Aim of the task: Identify each line below that contains the string "bird" and copy it out. Case counts.

Provided entries:
------------------------------------------------------------

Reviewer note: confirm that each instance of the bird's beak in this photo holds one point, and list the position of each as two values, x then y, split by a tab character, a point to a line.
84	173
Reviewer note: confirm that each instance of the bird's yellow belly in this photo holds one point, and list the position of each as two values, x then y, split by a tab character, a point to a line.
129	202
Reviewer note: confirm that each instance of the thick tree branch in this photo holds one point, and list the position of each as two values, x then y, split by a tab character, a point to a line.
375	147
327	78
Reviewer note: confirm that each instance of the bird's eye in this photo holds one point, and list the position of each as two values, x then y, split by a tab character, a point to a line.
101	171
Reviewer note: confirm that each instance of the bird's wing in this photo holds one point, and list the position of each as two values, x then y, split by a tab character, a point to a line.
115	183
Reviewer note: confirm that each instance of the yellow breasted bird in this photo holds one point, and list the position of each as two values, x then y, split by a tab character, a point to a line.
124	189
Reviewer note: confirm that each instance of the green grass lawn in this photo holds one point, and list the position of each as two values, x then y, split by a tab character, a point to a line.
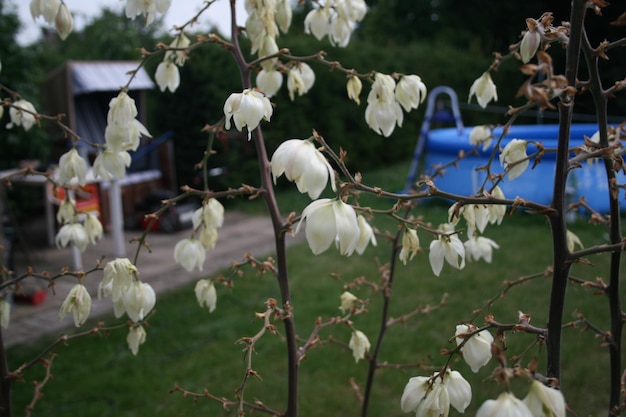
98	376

------------------------------------------------------------

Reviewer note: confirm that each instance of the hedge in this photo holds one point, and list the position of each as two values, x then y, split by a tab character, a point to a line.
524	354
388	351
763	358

------------------------------------------------------------

Solution:
Reviewer note: confirm that each instance of the bird's beak in this photo holds one point, and list the position of each as two values, x then y, split by a tab character, a point to a line.
Reviewer note: confirm that each instance of the bird's yellow belly in this photo holds one point, and list the position of each as two values, x then y, split by a tab character, a point to a line.
Reviewer note: confirm that each instance of the bird's eye in this photo holds one point, and list the position of each as two values, x then y, split by a tab character, a point to a line.
Reviewer note: confirm that each instance of the bird's wing in this photo holds one point, and list the position of each as two values, x then y, split by a tab character, a point to a line.
Reviewer note: confirm that each instance of the yellow breasted bird in this photo holds one point, and list the position of each as two values, x then y, split by a tab character, a point to a line.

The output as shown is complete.